■ **Requirement**
Your answer should contain every line of the records, transcribed word for word.

(Natural language region descriptions)
☆ ☆ ☆ ☆
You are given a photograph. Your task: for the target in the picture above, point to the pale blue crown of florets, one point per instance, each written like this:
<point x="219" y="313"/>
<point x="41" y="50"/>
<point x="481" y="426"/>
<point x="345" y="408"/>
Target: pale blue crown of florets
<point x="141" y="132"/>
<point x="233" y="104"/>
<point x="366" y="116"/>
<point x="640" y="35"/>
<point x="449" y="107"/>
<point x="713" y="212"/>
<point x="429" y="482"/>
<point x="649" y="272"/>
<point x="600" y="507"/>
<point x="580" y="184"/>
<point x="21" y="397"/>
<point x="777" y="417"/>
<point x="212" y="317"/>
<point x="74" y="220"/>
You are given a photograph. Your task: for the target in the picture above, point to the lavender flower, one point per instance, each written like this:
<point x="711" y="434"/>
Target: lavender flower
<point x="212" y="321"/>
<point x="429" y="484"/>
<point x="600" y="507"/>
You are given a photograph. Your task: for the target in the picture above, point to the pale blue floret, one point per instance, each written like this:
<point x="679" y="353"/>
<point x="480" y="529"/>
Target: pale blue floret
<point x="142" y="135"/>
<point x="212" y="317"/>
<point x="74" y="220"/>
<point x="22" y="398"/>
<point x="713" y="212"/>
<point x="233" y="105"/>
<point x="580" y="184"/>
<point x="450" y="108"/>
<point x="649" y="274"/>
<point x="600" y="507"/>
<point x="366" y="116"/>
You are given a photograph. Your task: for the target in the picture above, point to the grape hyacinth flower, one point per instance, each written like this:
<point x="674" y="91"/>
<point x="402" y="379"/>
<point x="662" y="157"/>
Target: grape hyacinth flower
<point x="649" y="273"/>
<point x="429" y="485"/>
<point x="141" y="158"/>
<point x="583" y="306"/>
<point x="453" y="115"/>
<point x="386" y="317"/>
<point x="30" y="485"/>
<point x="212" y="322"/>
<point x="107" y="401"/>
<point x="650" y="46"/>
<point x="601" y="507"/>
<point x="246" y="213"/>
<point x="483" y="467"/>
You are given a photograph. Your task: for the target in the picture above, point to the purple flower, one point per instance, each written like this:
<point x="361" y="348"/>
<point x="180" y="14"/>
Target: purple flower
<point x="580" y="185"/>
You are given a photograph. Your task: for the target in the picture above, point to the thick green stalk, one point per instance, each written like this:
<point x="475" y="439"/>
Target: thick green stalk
☆ ☆ ☆ ☆
■ **Expected answer**
You are given a photograph. Your task: for the target in the picture above, point to the pale blue crown of florets, one point per instance, each written like this:
<point x="219" y="313"/>
<point x="41" y="50"/>
<point x="481" y="426"/>
<point x="345" y="408"/>
Target: pale blue crown of florets
<point x="141" y="132"/>
<point x="233" y="104"/>
<point x="366" y="116"/>
<point x="640" y="35"/>
<point x="449" y="107"/>
<point x="713" y="212"/>
<point x="429" y="482"/>
<point x="649" y="272"/>
<point x="600" y="507"/>
<point x="580" y="184"/>
<point x="21" y="397"/>
<point x="777" y="417"/>
<point x="212" y="317"/>
<point x="74" y="220"/>
You are given a photograph. Your task: for the target in the picture above, point to the lavender flower, one point per instance, each written like this:
<point x="711" y="434"/>
Target: lavender flower
<point x="212" y="321"/>
<point x="429" y="484"/>
<point x="600" y="507"/>
You are given a photograph. Your task: for the target in the picture above, point to the pale blue floret, one point per instance, each written like this:
<point x="679" y="353"/>
<point x="480" y="529"/>
Target: pale blue floret
<point x="142" y="135"/>
<point x="212" y="317"/>
<point x="74" y="220"/>
<point x="22" y="398"/>
<point x="713" y="212"/>
<point x="233" y="105"/>
<point x="580" y="184"/>
<point x="450" y="108"/>
<point x="649" y="274"/>
<point x="600" y="507"/>
<point x="366" y="116"/>
You are given a photograph. Your task: for the target in the picture above, point to the grape hyacinth flower, one point per instance, each written like this:
<point x="674" y="91"/>
<point x="402" y="379"/>
<point x="662" y="157"/>
Target: grape hyacinth flower
<point x="649" y="273"/>
<point x="429" y="485"/>
<point x="141" y="158"/>
<point x="583" y="306"/>
<point x="453" y="115"/>
<point x="386" y="317"/>
<point x="30" y="485"/>
<point x="212" y="322"/>
<point x="107" y="401"/>
<point x="650" y="46"/>
<point x="601" y="507"/>
<point x="246" y="213"/>
<point x="483" y="467"/>
You are given a photograph. Your task: for the target in the picture above, point to the purple flower, one point per instance, each written like this:
<point x="361" y="348"/>
<point x="180" y="14"/>
Target: purple flower
<point x="580" y="185"/>
You are given a photograph. Your task: for the target in the picture above, point to the thick green stalk, one point per instance, each written like this:
<point x="475" y="439"/>
Target: thick green stalk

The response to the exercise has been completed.